Written task 1 =
Reproduce the passage of the mailing list thread below that begins with the words containing "On Wed, Feb 15, 2017 at 3:04" and ends with "new use case.".

Source text =
[Archivesspace_Users_Group] Enumerations Findings
Lisa Calahan
lcalahan at umn.edu
Wed Feb 15 16:25:30 EST 2017
I've attached the .csv example. I didn't test it in 1.5.3, but the bug
occurs in 1.5.2 (I know it did not occur in 1.5.1). I reported the bug on
January 17.
On Wed, Feb 15, 2017 at 3:04 PM, Majewski, Steven Dennis (sdm7g) <
sdm7g at eservices.virginia.edu> wrote:
> Yes, and the previous cases I’ve seen ( which have since been fixed ) have
> been where the document was originally parsed with correct character
> encoding, but that encoding wasn’t being preserved on some other
> ( xml or json ) internal transform. So that might be something to look for
> if it’s still happening in a new use case.
>
>
>
> On Feb 15, 2017, at 3:54 PM, Reese, Terry P. <reese.2179 at osu.edu> wrote:
>
> I’d be interested in the same thing (a sample file). I’m familiar with
> the tools being used, and if the data is UTF8, then you shouldn’t see this
> problem unless the import is munging the data or encoding – which would be
> a much different problem.
>
> --tr
>
> *From:* archivesspace_users_group-bounces at lyralists.lyrasis.org [
> mailto:archivesspace_users_group-bounces at lyralists.lyrasis.org
> <archivesspace_users_group-bounces at lyralists.lyrasis.org>] *On Behalf Of *Majewski,
> Steven Dennis (sdm7g)
> *Sent:* Wednesday, February 15, 2017 3:50 PM
> *To:* Archivesspace Users Group <archivesspace_users_group@
> lyralists.lyrasis.org>
> *Subject:* Re: [Archivesspace_Users_Group] Enumerations Findings
>
>
> Do you have a sample import file that fails this way ?
> Do you know if it still fail on current release ?
> ( and is bug reported on Jira ? )
>
> — Steve.
>
>
>
> On Feb 15, 2017, at 3:25 PM, Lisa Calahan <lcalahan at umn.edu> wrote:
>
> I've also received the same UTF8 error when importing legacy accession
> records that have *valid*diacritical marks in the title and/or agent name.
>
>
> Lisa
>
> On Wed, Feb 15, 2017 at 2:17 PM, Reese, Terry P. <reese.2179 at osu.edu>
> wrote:
>
> I guess my question would be – is your legacy data UTF8? For whatever
> reason, I’ve found that historically, Archives have often used other
> charactersets when encoding their EAD files (though to be fair, I see this
> in MARC records as well; confusion between MARC8, ISO8859-1, and codepage
> 1252). The simply solution (and this would maintain your characters) would
> be to convert the character set to UTF8. Otherwise, even if you held on to
> these values – they wouldn’t display in any form that you could read; and
> in fact, that is what the error message is trying to tell you. That as a
> UTF8 value, your data is going to be gibberish, regardless of if you keep
> it or not.

Task inputs =
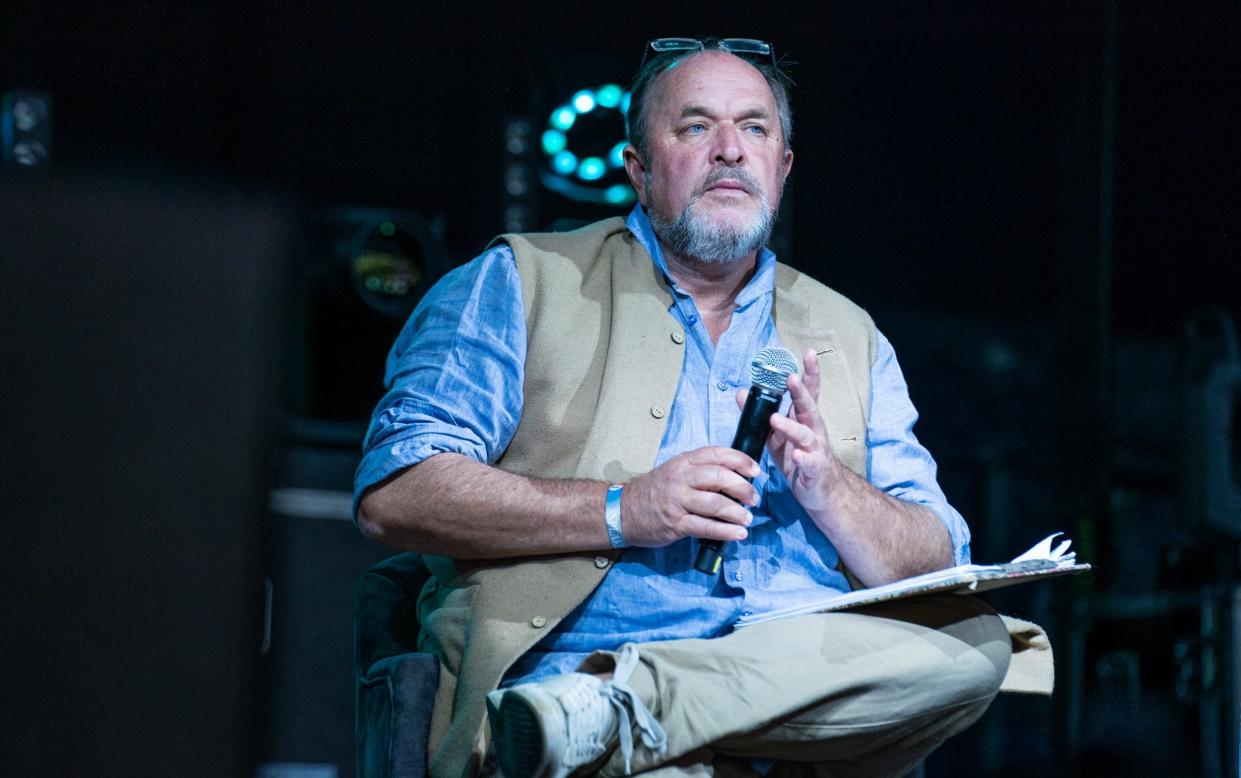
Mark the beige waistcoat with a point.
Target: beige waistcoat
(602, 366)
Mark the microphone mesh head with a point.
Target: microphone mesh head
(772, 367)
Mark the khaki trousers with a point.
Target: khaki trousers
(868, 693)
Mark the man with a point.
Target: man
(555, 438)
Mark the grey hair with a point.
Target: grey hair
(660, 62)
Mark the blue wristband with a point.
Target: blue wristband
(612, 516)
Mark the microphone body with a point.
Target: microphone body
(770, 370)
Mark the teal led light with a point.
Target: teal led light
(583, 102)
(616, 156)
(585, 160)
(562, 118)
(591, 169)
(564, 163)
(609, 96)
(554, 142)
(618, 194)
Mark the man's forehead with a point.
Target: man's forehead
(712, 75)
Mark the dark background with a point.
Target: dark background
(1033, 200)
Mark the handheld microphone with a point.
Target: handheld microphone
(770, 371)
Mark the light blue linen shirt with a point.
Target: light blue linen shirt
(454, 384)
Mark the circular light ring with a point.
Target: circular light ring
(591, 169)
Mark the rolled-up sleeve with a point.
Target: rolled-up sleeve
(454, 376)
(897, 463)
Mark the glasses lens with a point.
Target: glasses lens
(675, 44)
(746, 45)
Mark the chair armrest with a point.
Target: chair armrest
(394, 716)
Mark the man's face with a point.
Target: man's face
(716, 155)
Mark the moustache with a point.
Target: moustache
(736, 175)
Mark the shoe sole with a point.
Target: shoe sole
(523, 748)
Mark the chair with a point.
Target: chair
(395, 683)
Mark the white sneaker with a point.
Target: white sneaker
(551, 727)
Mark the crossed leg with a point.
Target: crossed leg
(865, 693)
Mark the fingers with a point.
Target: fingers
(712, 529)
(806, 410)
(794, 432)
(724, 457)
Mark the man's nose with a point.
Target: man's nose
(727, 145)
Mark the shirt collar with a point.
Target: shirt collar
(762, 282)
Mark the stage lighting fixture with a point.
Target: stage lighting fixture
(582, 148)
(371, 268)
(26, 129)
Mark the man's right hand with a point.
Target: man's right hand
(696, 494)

==

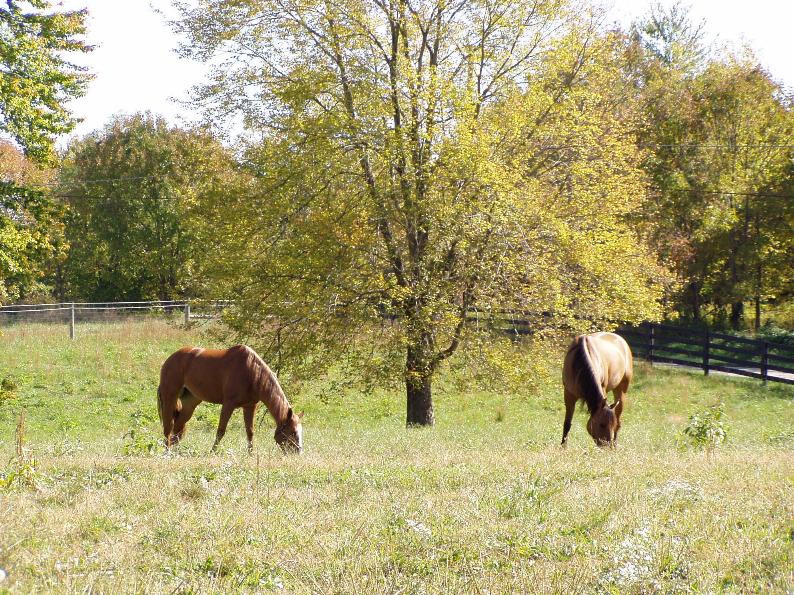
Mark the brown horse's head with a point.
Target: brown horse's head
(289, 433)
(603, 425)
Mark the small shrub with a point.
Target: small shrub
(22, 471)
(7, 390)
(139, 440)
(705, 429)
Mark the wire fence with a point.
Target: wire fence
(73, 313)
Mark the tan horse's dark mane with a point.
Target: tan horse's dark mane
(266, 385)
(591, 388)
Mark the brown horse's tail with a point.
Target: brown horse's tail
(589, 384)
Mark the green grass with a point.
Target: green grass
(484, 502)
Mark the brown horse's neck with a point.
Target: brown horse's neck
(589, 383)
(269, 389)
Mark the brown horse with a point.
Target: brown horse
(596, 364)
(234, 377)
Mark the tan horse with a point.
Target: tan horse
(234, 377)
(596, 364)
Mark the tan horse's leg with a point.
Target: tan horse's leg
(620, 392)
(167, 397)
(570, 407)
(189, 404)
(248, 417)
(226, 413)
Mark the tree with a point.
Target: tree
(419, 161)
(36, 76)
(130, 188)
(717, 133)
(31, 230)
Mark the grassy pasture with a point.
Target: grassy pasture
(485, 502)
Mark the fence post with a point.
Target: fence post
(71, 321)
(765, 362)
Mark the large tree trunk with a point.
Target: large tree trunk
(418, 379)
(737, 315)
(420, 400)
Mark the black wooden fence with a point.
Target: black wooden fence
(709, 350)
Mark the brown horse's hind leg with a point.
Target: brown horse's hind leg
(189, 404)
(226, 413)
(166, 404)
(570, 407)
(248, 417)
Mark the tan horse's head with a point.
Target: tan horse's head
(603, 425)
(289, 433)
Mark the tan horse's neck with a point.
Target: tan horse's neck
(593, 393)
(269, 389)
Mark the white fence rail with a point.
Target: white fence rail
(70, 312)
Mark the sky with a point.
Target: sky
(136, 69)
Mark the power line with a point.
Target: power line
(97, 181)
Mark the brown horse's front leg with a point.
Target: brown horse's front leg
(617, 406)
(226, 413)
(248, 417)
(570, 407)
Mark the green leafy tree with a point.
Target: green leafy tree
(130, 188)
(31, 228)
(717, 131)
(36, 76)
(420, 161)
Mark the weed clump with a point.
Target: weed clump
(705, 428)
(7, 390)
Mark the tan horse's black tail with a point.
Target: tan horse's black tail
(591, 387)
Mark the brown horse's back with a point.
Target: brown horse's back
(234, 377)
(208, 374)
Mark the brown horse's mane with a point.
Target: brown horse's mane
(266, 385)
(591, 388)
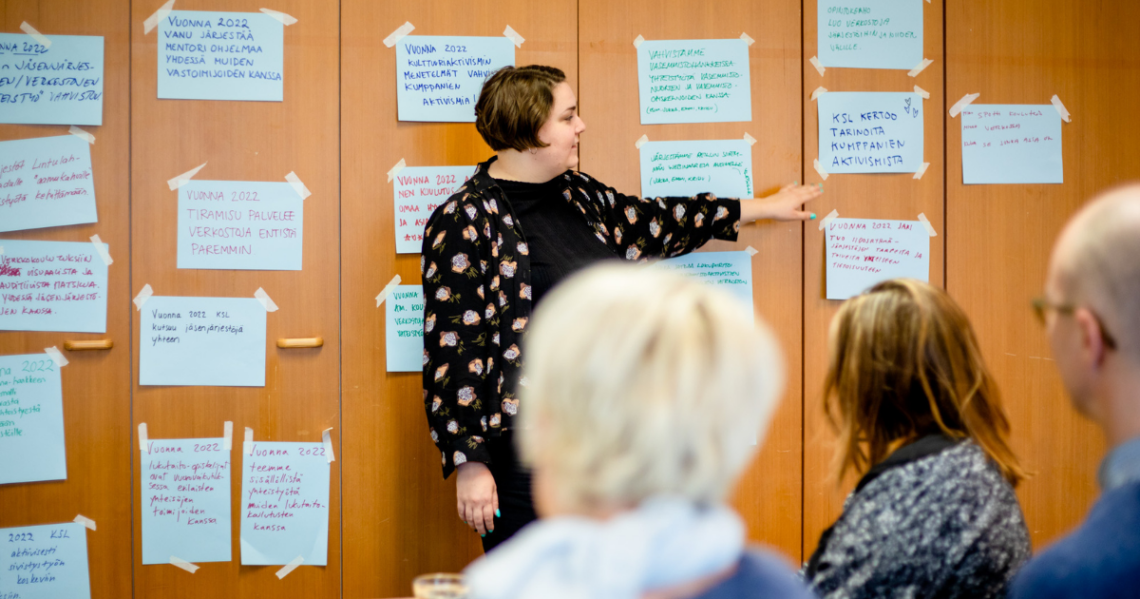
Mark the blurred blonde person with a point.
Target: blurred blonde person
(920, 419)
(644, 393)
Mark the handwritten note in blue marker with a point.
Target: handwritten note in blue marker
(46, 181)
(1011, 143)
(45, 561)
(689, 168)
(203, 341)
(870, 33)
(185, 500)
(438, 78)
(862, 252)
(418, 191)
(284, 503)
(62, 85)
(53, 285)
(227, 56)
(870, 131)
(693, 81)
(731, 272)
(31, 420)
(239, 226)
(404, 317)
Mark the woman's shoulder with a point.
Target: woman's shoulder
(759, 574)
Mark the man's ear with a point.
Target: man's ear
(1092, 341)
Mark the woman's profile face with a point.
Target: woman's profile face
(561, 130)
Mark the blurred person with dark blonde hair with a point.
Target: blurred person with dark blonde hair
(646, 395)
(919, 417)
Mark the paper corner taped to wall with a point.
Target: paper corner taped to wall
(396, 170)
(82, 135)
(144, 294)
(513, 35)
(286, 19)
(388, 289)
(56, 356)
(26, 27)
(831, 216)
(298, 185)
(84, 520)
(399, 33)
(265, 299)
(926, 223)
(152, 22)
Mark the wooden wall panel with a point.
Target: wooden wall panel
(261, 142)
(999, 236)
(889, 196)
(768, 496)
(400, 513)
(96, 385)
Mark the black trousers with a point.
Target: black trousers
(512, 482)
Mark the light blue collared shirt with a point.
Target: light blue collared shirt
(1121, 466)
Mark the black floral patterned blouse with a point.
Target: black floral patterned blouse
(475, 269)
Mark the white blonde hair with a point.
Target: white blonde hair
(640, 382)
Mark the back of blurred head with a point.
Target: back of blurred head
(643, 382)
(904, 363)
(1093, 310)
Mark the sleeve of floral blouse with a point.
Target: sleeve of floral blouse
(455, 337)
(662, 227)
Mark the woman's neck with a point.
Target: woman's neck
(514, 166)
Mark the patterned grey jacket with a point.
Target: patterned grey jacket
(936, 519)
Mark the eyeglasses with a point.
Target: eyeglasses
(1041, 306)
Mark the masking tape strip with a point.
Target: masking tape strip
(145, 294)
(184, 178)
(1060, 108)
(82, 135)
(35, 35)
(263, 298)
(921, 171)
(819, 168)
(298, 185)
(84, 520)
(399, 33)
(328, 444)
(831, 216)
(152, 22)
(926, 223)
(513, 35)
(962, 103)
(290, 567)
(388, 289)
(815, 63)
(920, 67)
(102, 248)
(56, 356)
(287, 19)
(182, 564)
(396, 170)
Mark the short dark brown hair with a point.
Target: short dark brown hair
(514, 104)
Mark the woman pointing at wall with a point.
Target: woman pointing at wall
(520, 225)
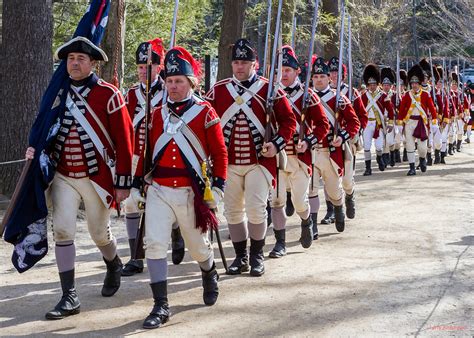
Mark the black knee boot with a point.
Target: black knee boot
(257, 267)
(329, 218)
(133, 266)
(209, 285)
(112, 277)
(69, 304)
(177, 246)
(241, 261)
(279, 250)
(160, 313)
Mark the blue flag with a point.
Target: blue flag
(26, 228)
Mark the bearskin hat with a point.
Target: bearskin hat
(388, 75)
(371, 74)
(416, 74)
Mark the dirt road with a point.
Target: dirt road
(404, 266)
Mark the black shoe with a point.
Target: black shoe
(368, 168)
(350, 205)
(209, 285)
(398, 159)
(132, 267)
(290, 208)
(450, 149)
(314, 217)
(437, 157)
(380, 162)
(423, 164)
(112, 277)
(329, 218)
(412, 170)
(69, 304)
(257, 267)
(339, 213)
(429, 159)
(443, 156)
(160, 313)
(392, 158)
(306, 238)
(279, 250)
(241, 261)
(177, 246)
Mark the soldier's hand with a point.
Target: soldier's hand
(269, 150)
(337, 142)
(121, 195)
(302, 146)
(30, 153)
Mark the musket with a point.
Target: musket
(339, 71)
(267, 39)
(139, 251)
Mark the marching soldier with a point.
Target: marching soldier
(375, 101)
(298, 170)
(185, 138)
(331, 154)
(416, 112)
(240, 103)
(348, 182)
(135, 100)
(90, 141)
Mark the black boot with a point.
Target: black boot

Written task 2 =
How many lines of the rows above contain the string "wristband", matching case exactly? Reply with the number alone.

Written reply 1 =
On Wed, Feb 15, 2017 at 3:04 PM, Majewski, Steven Dennis (sdm7g) <
sdm7g at eservices.virginia.edu> wrote:
> Yes, and the previous cases I’ve seen ( which have since been fixed ) have
> been where the document was originally parsed with correct character
> encoding, but that encoding wasn’t being preserved on some other
> ( xml or json ) internal transform. So that might be something to look for
> if it’s still happening in a new use case.

Written reply 2 =
2